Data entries
++++++++++++++++++++

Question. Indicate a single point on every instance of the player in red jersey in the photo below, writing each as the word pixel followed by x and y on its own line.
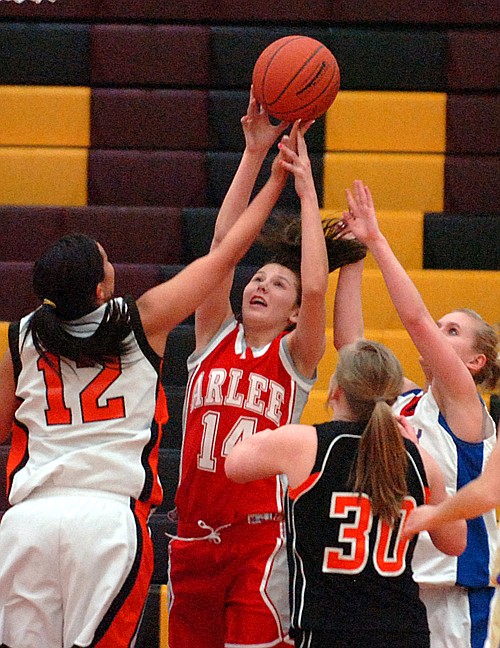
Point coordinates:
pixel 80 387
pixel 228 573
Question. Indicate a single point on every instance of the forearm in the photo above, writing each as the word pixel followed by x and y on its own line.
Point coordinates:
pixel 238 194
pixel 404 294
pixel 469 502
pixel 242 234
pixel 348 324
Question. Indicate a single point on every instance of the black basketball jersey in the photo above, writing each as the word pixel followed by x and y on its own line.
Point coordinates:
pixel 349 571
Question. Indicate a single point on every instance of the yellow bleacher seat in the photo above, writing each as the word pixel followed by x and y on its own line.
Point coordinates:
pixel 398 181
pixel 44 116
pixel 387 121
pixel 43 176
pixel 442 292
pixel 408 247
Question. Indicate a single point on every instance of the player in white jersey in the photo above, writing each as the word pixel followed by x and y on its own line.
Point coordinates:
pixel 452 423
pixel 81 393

++++++++++++++++++++

WHAT YOU WILL DO
Word for word, restate the lines from the one holding "player in white" to the last line of the records.

RESULT OF THE EXERCISE
Question. Indicate a single point on every instance of the player in white jersey in the photo above, writing each as the word pixel followed by x and y on its own line.
Point coordinates:
pixel 452 423
pixel 81 393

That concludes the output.